- [GIVEN INSTRUCTION]: Rewrite the records below with "thickest" changed to "densest", leaving everything else as it is.
Start of SUPPLIED DATA
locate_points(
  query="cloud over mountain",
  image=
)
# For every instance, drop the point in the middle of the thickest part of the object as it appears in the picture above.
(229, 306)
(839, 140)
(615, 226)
End of SUPPLIED DATA
- [FULL OUTPUT]:
locate_points(
  query="cloud over mountain",
  image=
)
# For every instance, drop the point in the middle of the densest part of the object as it appears in the picture above.
(229, 306)
(839, 140)
(615, 226)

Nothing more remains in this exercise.